Assignment
Look below for the line containing "point: the dark trousers, center"; from there through the line containing "point: the corrugated", both lines included, please set down each line exactly and nothing else.

Records provided

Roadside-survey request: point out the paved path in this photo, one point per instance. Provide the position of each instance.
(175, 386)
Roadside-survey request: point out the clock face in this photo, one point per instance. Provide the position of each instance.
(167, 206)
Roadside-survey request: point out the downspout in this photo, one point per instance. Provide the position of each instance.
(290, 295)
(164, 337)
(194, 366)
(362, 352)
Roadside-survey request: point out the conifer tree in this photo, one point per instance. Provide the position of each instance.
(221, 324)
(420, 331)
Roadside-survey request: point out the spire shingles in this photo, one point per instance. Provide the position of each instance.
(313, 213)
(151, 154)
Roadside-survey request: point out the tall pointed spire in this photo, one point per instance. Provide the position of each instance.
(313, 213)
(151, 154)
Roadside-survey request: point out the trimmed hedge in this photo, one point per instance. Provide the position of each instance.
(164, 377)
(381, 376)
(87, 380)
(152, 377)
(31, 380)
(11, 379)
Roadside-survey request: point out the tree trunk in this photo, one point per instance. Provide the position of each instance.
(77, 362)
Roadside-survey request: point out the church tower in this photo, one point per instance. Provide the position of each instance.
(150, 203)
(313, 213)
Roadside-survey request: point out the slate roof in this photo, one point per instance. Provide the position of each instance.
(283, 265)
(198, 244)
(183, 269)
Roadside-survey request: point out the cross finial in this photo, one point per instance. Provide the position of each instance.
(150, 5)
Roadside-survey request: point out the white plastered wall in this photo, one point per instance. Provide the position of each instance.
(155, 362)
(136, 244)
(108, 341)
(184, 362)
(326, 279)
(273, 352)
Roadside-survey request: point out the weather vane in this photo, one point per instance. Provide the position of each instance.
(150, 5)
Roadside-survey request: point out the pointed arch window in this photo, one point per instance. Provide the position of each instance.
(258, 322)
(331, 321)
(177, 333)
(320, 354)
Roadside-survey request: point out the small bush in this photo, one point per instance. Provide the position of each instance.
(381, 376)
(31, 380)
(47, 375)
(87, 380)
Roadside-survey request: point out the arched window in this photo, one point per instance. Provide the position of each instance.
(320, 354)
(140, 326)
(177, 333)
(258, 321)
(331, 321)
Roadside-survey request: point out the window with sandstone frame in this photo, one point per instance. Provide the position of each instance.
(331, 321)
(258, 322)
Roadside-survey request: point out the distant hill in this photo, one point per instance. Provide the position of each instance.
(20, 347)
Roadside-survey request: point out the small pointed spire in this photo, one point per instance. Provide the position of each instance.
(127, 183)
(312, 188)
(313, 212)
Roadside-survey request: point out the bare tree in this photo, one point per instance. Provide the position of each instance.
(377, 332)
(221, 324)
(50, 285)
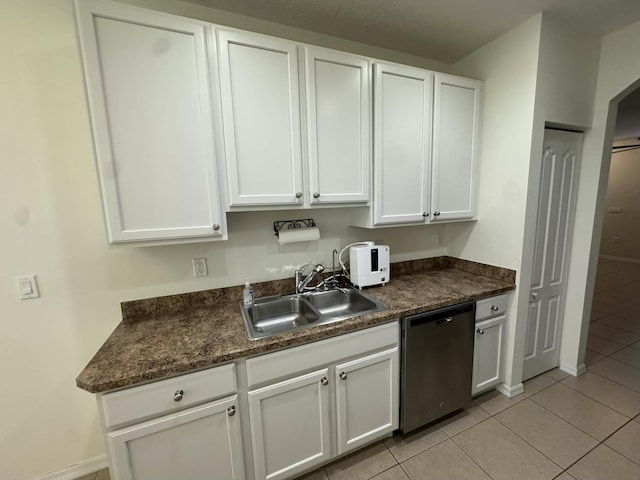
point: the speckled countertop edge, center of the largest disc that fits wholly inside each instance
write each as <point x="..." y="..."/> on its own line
<point x="155" y="343"/>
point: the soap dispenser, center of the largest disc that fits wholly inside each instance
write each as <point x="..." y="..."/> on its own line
<point x="247" y="294"/>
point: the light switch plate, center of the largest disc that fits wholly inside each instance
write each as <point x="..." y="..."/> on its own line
<point x="200" y="267"/>
<point x="27" y="287"/>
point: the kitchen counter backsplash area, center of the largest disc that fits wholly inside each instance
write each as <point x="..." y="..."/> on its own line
<point x="166" y="336"/>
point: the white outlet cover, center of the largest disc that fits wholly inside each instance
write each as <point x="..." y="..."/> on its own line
<point x="200" y="267"/>
<point x="27" y="287"/>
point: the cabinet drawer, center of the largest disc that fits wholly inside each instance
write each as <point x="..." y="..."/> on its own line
<point x="307" y="357"/>
<point x="490" y="307"/>
<point x="147" y="401"/>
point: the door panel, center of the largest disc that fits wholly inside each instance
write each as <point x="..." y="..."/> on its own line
<point x="367" y="399"/>
<point x="455" y="130"/>
<point x="203" y="442"/>
<point x="339" y="126"/>
<point x="260" y="107"/>
<point x="147" y="83"/>
<point x="554" y="227"/>
<point x="402" y="153"/>
<point x="290" y="426"/>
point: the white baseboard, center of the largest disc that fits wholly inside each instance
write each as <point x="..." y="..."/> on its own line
<point x="573" y="371"/>
<point x="620" y="259"/>
<point x="510" y="392"/>
<point x="78" y="470"/>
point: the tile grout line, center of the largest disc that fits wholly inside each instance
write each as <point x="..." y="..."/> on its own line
<point x="469" y="456"/>
<point x="603" y="444"/>
<point x="611" y="379"/>
<point x="550" y="411"/>
<point x="532" y="446"/>
<point x="598" y="401"/>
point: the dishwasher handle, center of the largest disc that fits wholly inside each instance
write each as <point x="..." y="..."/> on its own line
<point x="444" y="321"/>
<point x="439" y="316"/>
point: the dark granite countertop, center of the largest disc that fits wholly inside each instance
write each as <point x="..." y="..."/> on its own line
<point x="168" y="336"/>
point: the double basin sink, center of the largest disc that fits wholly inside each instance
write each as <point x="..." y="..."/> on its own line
<point x="282" y="314"/>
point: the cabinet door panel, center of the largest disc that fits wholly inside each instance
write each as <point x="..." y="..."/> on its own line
<point x="402" y="144"/>
<point x="147" y="80"/>
<point x="203" y="442"/>
<point x="260" y="106"/>
<point x="367" y="399"/>
<point x="290" y="426"/>
<point x="455" y="132"/>
<point x="338" y="121"/>
<point x="487" y="354"/>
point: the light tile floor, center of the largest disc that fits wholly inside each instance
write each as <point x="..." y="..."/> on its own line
<point x="564" y="428"/>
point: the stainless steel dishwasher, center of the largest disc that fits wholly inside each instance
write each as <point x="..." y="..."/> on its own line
<point x="436" y="364"/>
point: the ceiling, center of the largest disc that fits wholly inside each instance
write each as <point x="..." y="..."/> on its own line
<point x="444" y="30"/>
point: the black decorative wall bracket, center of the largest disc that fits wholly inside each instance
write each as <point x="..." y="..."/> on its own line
<point x="292" y="224"/>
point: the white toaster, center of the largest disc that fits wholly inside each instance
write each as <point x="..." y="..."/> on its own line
<point x="369" y="265"/>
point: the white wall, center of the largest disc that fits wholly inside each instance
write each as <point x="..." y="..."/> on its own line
<point x="623" y="191"/>
<point x="51" y="225"/>
<point x="618" y="75"/>
<point x="542" y="72"/>
<point x="509" y="68"/>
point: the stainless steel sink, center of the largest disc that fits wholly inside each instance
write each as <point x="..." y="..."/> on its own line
<point x="340" y="303"/>
<point x="282" y="314"/>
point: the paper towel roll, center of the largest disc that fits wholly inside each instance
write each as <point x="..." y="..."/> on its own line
<point x="307" y="234"/>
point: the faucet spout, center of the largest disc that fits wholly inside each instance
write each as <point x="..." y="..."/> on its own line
<point x="301" y="284"/>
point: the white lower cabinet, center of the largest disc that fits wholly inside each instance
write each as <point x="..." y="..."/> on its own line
<point x="304" y="420"/>
<point x="366" y="399"/>
<point x="488" y="370"/>
<point x="290" y="425"/>
<point x="306" y="405"/>
<point x="202" y="442"/>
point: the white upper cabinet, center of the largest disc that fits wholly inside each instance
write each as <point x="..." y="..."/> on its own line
<point x="147" y="77"/>
<point x="261" y="119"/>
<point x="455" y="133"/>
<point x="338" y="126"/>
<point x="402" y="132"/>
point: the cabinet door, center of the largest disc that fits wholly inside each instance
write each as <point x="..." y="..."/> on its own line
<point x="339" y="126"/>
<point x="203" y="442"/>
<point x="147" y="82"/>
<point x="367" y="399"/>
<point x="455" y="132"/>
<point x="487" y="354"/>
<point x="290" y="428"/>
<point x="402" y="151"/>
<point x="261" y="117"/>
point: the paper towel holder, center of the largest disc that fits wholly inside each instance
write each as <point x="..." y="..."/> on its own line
<point x="292" y="224"/>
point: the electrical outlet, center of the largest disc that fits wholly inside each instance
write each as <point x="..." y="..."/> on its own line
<point x="27" y="287"/>
<point x="200" y="267"/>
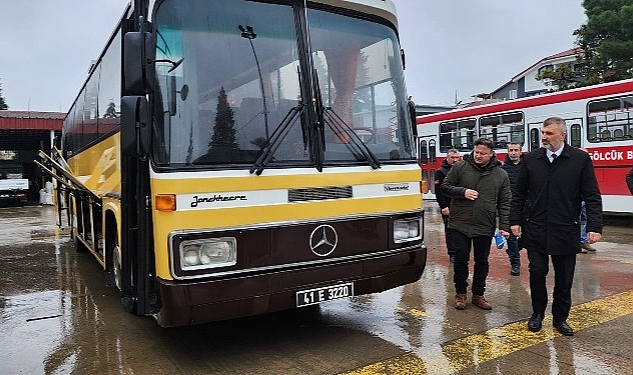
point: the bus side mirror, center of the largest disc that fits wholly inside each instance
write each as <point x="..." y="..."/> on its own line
<point x="138" y="62"/>
<point x="135" y="126"/>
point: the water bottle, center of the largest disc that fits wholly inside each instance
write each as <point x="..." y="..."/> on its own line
<point x="500" y="241"/>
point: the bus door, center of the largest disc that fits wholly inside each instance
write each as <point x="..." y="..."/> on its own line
<point x="534" y="135"/>
<point x="427" y="154"/>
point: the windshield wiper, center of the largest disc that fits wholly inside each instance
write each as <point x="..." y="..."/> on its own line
<point x="356" y="146"/>
<point x="275" y="140"/>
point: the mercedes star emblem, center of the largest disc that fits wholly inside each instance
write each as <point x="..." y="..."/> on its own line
<point x="323" y="240"/>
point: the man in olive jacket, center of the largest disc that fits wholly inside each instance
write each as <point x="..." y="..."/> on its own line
<point x="480" y="191"/>
<point x="552" y="183"/>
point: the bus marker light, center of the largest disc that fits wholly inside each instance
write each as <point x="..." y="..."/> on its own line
<point x="165" y="202"/>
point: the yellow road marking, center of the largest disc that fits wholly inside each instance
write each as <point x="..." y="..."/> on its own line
<point x="476" y="349"/>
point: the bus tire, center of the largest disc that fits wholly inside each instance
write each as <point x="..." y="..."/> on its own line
<point x="80" y="247"/>
<point x="129" y="304"/>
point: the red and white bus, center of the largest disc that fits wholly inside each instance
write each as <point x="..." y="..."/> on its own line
<point x="599" y="119"/>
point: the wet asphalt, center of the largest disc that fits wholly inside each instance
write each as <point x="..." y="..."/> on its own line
<point x="59" y="316"/>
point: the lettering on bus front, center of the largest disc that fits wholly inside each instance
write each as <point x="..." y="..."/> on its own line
<point x="216" y="198"/>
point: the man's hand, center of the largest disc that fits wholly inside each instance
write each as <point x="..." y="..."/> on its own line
<point x="593" y="237"/>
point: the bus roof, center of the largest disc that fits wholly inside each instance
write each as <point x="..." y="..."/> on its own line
<point x="596" y="91"/>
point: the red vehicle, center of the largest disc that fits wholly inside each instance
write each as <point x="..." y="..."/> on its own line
<point x="599" y="119"/>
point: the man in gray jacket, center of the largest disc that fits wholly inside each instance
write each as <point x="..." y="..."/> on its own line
<point x="480" y="192"/>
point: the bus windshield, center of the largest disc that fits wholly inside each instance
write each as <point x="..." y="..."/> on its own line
<point x="228" y="82"/>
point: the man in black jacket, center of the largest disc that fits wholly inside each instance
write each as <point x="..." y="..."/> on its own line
<point x="511" y="166"/>
<point x="480" y="192"/>
<point x="452" y="156"/>
<point x="552" y="182"/>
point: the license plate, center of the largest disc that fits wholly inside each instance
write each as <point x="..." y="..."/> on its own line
<point x="323" y="294"/>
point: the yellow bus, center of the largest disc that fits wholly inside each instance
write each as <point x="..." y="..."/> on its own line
<point x="230" y="158"/>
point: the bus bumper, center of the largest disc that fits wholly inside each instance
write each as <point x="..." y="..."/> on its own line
<point x="196" y="302"/>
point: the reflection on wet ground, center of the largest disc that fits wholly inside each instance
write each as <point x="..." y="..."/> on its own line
<point x="57" y="316"/>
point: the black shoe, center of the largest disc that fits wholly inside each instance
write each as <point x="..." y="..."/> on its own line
<point x="515" y="271"/>
<point x="563" y="328"/>
<point x="535" y="323"/>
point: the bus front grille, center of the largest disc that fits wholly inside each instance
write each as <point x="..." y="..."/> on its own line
<point x="318" y="194"/>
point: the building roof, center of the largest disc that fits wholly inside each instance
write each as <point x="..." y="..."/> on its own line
<point x="33" y="115"/>
<point x="567" y="53"/>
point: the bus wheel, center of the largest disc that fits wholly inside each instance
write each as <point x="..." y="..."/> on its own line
<point x="128" y="302"/>
<point x="80" y="247"/>
<point x="116" y="267"/>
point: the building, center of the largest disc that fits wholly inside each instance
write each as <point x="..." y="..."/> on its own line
<point x="525" y="83"/>
<point x="22" y="135"/>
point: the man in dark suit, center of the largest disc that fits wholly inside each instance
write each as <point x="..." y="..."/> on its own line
<point x="552" y="182"/>
<point x="444" y="201"/>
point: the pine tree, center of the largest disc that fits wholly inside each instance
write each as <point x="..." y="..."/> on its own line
<point x="224" y="128"/>
<point x="606" y="39"/>
<point x="3" y="104"/>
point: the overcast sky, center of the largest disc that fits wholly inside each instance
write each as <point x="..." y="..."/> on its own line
<point x="452" y="46"/>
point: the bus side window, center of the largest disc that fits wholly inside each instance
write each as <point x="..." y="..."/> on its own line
<point x="424" y="155"/>
<point x="618" y="134"/>
<point x="575" y="135"/>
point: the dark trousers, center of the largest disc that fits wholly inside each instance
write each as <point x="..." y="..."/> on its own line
<point x="481" y="251"/>
<point x="449" y="236"/>
<point x="514" y="246"/>
<point x="564" y="267"/>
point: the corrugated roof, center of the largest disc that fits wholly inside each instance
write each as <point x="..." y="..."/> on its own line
<point x="33" y="114"/>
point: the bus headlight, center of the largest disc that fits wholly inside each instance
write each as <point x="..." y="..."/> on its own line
<point x="208" y="253"/>
<point x="405" y="230"/>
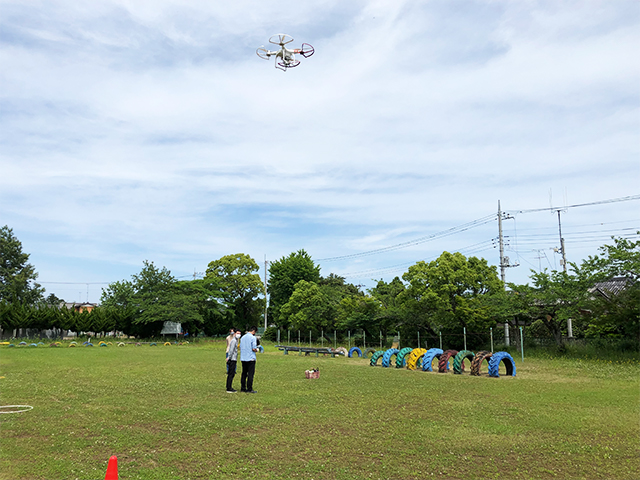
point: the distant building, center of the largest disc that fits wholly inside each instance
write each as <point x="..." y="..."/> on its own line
<point x="80" y="307"/>
<point x="610" y="288"/>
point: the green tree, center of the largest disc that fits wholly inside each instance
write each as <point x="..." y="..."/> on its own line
<point x="284" y="274"/>
<point x="614" y="312"/>
<point x="553" y="298"/>
<point x="148" y="300"/>
<point x="451" y="292"/>
<point x="358" y="312"/>
<point x="237" y="278"/>
<point x="308" y="308"/>
<point x="17" y="277"/>
<point x="392" y="311"/>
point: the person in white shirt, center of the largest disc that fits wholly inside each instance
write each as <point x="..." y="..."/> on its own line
<point x="248" y="349"/>
<point x="232" y="358"/>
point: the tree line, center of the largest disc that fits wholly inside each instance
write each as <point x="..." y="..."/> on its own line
<point x="442" y="296"/>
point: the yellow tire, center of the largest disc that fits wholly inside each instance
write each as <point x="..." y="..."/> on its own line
<point x="414" y="357"/>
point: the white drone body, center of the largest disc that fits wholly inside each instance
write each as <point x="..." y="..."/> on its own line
<point x="285" y="58"/>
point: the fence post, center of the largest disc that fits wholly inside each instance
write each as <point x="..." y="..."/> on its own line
<point x="491" y="339"/>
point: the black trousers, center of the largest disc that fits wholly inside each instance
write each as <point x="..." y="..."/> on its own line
<point x="246" y="380"/>
<point x="231" y="372"/>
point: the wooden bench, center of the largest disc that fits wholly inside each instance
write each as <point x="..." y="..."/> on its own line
<point x="308" y="350"/>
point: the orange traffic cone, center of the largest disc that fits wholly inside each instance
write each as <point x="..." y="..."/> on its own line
<point x="112" y="469"/>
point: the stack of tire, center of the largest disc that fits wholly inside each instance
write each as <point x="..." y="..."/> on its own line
<point x="416" y="358"/>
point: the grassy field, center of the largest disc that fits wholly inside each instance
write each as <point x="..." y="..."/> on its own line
<point x="164" y="412"/>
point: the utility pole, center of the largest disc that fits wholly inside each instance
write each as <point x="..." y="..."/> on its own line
<point x="266" y="263"/>
<point x="564" y="256"/>
<point x="502" y="265"/>
<point x="504" y="261"/>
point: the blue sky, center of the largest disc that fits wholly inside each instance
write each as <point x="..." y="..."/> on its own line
<point x="133" y="130"/>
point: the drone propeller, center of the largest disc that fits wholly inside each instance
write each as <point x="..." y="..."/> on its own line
<point x="263" y="53"/>
<point x="282" y="39"/>
<point x="307" y="50"/>
<point x="292" y="64"/>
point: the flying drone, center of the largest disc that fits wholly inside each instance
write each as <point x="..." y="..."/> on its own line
<point x="284" y="57"/>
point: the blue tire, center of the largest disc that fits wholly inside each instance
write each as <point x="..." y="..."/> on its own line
<point x="356" y="350"/>
<point x="428" y="357"/>
<point x="386" y="358"/>
<point x="377" y="355"/>
<point x="494" y="364"/>
<point x="401" y="360"/>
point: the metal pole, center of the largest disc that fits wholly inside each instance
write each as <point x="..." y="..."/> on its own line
<point x="465" y="337"/>
<point x="501" y="244"/>
<point x="265" y="292"/>
<point x="564" y="256"/>
<point x="491" y="338"/>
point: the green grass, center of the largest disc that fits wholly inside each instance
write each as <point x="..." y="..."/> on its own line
<point x="164" y="412"/>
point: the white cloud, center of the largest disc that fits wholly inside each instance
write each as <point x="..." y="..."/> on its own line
<point x="135" y="130"/>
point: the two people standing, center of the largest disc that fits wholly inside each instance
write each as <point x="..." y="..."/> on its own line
<point x="232" y="358"/>
<point x="248" y="348"/>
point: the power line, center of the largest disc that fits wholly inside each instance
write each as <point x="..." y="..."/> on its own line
<point x="601" y="202"/>
<point x="445" y="233"/>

Solution for this problem
point: the dark trousers, center of the largest disc that fits wholly inside each instance
write each as <point x="..." y="..."/> on its own line
<point x="481" y="251"/>
<point x="449" y="236"/>
<point x="514" y="246"/>
<point x="564" y="267"/>
point: the corrugated roof, center of the largest disc that fits wholly inside each instance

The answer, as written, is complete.